## Problem requirements
Bring together copies of the lines in the data below that contain the word "sample".

Region pointing data
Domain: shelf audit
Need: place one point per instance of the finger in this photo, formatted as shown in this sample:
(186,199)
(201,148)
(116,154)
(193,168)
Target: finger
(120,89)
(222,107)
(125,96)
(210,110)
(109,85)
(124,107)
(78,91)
...
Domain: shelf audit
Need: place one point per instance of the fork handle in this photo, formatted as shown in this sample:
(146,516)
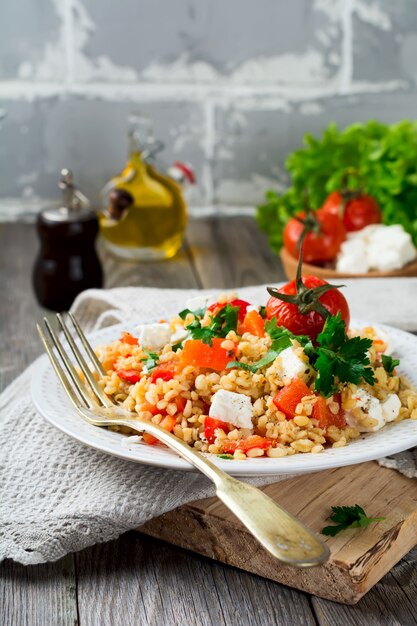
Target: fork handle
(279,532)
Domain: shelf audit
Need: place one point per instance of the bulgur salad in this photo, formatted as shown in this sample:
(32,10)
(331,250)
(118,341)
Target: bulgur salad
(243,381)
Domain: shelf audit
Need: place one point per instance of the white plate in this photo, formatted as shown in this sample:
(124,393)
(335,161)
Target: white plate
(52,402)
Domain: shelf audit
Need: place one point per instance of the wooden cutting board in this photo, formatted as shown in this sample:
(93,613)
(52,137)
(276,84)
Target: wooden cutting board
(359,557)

## Solution for this exercise
Need: place one point per instance of the finger in this photo, formatted as shown in this sample:
Need: place one point per instance of the fork handle in this photo, formatted as shown in this sample:
Need: place one point per instance of the bulgur salad in this photo, formatted as shown in this sample:
Need: place one point per instance of the white plate in this photo, formatted as shown in this sample:
Need: place one point per instance of the wooden cutting board in this photo, formatted as shown in this sample:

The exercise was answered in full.